■ TEXT SHOWN:
***

Promoting health and safety in the workplace

2004/2205(INI)

The European Parliament adopted the report by Jiří MAŠTÁLKA (GUE/NGL, CZ) on promoting health and safety at the workplace.

To help the Member States, especially the new ones, to enact in their national legislation the EU's directives on health and safety at work, Parliament is asking the Commission to consider using the "open coordination method" in this area. This method requires the Member States to swap experience and good practice - but without introducing binding European legislation. Parliament believes the EU's future strategy on health and safety should include the liberal professions but should focus above all on the construction, fisheries, agriculture and health sectors.

Parliament's resolution highlights the importance of preventive measures in reducing the risk of workplace accidents and long-term health problems. Around 50% of workers in the EU do not have access to prevention services, so the report calls on the Commission "to examine the state of Member States' preventive systems in greater detail and to come forward with proposals for framing coherent national prevention policies based on an overall EU strategy". This would include, for example, guides on how to apply existing directives, taking into account the sex and age of workers as well as the nature of the risks.

Parliament notes that a high level of worker protection will lead to a competitive disadvantage for the old Member States within the Community unless it is ensured that, in the new Member States, the acquis communautaire is fully implemented and the health protection directives are applied in practice.

Moreover, Parliament considers that EU funding of programmes to improve worker protection, information, participation, cooperation in a social dialogue on health and safety at the workplace, etc. in general, and especially in or for SMEs, should be organised on the basis of simpler procedures, and that the adequate financing foreseen in budget plans for such programmes and projects should be allocated in time.

Member States are urged to increase the number, quality and power of labour inspectorates and to amplify and extend the training and qualifications of labour inspectors.

There is a need, according to the Parliament, to step up research into and the prevention of work-related illnesses, giving illnesses of a psycho-social nature the importance they deserve but without confining such efforts to them exclusively.

As regards medical staff, Parliament calls on the Commission to ensure that Member States implement the specific preventive measures necessary to protect healthcare workers from injuries caused by needles and other medical sharps in view of the risk of infection from potentially fatal bloodborne pathogens (group 3 biological agents).

The Commission is called upon to reduce, by means of appropriate measures, the health risks posed by "atypical" employment contracts.

Parliament expresses its concern over the proposed working time and services directives as regards in particular the intensification of work and the possibilities of control, the risk of extreme flexibility of working time and the danger of individual opt-outs. It equally expresses its opposition to any re-regulation in the field of health and safety which does not guarantee an equivalent level of protection for all workers in the EU.

Lastly, Parliament considers that corporate social responsibility applies both to society and companies themselves and calls on employers and trade unions to ensure that the legislation protecting female workers is duly implemented and, in particular, to help them reconcile family and working life. Favourable conditions and a suitable working environment for pregnant women and nursing mothers are urged.

***

■ EXPLORE THE MATERIAL:
1 > According to the workplace health and safety summary, roughly what share of EU workers lack access to prevention services?
2 > Transcribe the portion of the workplace health and safety summary that begins at the words "To help the Member" and ends after the words "and health sectors.".

[Image point grounding listing]
***

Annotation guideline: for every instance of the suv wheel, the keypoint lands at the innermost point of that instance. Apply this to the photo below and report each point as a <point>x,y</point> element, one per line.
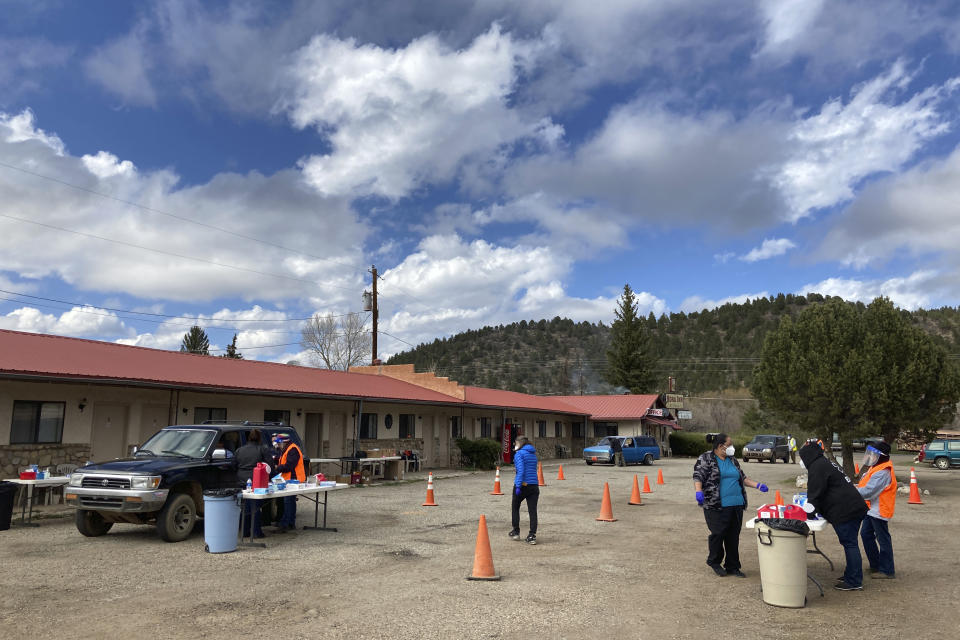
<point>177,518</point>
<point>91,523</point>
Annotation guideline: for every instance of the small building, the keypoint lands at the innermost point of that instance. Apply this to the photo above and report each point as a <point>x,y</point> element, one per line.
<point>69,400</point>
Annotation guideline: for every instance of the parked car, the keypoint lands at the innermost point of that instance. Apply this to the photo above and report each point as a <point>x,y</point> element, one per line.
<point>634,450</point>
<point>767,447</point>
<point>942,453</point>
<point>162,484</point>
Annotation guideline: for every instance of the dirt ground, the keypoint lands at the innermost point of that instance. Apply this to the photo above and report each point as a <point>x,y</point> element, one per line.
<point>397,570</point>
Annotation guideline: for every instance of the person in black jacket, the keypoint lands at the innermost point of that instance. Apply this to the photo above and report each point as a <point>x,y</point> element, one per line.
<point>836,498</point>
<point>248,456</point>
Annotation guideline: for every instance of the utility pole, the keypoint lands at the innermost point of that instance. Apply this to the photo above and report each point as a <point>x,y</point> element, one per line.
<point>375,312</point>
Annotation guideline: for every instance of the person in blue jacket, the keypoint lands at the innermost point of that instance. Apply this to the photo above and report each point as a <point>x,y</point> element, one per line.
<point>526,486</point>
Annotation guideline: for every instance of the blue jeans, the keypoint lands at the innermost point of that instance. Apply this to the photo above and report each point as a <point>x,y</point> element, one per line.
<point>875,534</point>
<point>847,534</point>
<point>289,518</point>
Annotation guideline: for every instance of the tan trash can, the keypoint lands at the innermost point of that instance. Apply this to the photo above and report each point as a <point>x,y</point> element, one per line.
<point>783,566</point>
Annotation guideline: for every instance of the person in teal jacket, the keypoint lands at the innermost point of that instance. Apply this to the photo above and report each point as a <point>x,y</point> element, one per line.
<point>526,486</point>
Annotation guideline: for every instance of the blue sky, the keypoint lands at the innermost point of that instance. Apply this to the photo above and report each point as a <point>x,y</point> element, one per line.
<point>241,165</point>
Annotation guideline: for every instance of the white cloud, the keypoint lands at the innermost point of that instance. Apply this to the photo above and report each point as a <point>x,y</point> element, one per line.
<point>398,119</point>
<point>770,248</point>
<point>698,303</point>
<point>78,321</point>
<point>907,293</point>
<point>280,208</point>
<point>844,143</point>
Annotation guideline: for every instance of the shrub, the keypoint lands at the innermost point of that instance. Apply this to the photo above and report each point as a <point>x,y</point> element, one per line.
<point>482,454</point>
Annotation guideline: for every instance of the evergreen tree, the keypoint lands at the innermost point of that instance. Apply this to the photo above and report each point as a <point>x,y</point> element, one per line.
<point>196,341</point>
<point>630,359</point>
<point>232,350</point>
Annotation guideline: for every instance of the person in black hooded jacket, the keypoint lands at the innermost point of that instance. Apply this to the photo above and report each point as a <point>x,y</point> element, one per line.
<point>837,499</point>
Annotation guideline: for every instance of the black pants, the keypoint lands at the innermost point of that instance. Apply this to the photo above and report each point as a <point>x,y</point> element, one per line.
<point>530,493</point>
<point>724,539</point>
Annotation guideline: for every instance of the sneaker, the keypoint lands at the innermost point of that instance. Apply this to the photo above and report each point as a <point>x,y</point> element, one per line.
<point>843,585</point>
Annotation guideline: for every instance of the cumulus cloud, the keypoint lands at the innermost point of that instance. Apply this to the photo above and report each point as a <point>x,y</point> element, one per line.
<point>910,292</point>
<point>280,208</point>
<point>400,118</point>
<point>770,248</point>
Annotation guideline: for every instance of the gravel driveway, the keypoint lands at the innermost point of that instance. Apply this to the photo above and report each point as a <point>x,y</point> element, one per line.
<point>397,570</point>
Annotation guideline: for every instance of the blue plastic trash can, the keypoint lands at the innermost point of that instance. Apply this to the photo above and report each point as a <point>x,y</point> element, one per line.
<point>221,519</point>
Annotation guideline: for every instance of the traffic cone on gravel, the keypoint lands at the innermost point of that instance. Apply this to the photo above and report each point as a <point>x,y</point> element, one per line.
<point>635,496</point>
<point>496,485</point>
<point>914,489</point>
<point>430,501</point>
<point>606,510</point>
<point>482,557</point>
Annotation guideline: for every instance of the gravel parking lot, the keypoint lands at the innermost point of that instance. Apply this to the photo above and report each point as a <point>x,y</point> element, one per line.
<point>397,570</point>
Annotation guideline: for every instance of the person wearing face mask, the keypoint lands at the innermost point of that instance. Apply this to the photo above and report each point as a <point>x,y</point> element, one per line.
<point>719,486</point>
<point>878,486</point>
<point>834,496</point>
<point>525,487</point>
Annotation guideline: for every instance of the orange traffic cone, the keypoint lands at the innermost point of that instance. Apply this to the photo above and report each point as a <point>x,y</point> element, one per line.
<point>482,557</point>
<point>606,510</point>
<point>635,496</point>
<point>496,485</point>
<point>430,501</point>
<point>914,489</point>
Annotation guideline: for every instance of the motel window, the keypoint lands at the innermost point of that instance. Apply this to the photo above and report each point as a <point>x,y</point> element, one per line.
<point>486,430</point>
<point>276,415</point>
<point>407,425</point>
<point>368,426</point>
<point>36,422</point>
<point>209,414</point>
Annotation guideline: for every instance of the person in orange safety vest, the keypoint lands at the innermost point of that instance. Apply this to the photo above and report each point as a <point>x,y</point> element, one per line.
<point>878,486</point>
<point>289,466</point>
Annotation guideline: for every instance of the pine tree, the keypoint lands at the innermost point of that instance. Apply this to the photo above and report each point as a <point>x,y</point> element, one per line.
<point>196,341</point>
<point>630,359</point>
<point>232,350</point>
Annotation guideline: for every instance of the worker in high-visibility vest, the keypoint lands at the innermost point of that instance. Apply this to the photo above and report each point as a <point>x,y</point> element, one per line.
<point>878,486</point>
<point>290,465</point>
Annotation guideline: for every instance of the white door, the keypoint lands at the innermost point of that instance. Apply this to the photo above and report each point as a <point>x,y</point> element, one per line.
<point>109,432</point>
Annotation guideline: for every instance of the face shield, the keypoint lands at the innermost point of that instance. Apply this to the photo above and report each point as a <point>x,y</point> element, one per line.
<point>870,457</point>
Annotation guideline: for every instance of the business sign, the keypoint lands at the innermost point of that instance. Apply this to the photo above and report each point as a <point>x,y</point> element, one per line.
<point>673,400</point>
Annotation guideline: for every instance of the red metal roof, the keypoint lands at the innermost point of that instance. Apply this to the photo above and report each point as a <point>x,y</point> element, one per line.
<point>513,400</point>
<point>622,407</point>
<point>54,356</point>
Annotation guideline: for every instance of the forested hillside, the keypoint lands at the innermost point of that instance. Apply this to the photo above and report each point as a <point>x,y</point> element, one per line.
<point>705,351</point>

***

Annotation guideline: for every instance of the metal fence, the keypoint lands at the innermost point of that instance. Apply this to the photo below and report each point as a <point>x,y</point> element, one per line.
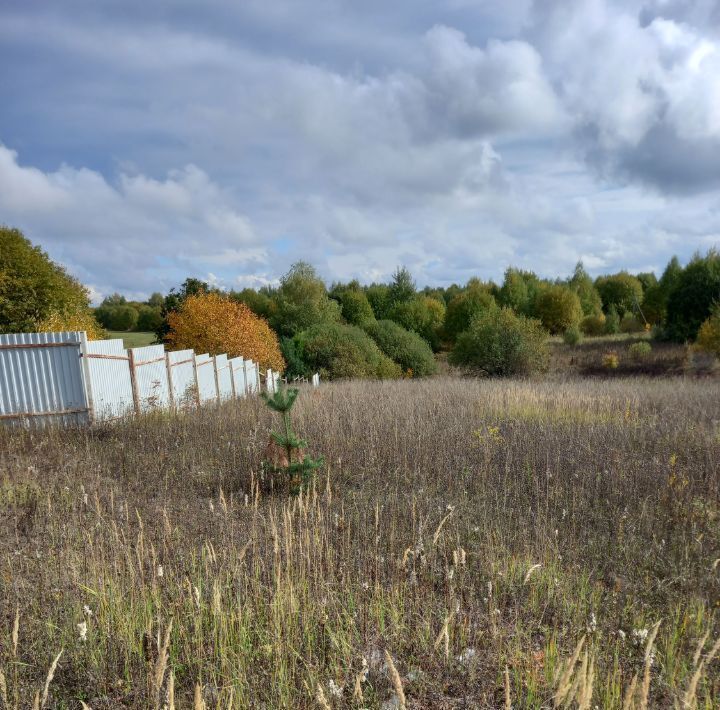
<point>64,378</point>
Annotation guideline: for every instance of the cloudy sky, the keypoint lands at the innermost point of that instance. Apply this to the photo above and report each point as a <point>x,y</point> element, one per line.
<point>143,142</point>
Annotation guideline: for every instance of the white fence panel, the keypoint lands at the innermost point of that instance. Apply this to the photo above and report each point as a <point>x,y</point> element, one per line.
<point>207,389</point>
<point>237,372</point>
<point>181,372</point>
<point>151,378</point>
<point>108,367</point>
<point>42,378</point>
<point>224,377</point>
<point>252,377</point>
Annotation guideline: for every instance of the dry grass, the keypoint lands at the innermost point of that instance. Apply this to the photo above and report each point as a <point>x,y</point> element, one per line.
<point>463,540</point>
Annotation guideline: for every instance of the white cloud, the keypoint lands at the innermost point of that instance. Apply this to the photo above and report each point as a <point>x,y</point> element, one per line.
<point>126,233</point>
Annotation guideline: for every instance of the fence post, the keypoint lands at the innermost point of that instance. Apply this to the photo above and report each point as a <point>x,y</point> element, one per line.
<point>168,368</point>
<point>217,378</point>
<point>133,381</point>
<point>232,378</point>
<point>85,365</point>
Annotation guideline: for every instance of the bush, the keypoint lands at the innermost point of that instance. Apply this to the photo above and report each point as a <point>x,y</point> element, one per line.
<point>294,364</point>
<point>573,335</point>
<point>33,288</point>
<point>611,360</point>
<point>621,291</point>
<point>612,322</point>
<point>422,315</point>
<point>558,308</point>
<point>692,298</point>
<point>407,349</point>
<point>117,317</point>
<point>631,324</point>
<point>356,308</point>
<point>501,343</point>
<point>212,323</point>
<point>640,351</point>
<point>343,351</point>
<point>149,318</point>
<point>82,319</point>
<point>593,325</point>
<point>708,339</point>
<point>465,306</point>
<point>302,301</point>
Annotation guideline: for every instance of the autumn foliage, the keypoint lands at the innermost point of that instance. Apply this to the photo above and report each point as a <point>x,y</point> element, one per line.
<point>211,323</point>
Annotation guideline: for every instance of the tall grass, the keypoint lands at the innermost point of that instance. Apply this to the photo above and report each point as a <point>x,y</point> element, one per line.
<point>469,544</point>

***

■ SOLUTIONS:
1 > Around 50% of workers in the EU.

2 >
To help the Member States, especially the new ones, to enact in their national legislation the EU's directives on health and safety at work, Parliament is asking the Commission to consider using the "open coordination method" in this area. This method requires the Member States to swap experience and good practice - but without introducing binding European legislation. Parliament believes the EU's future strategy on health and safety should include the liberal professions but should focus above all on the construction, fisheries, agriculture and health sectors.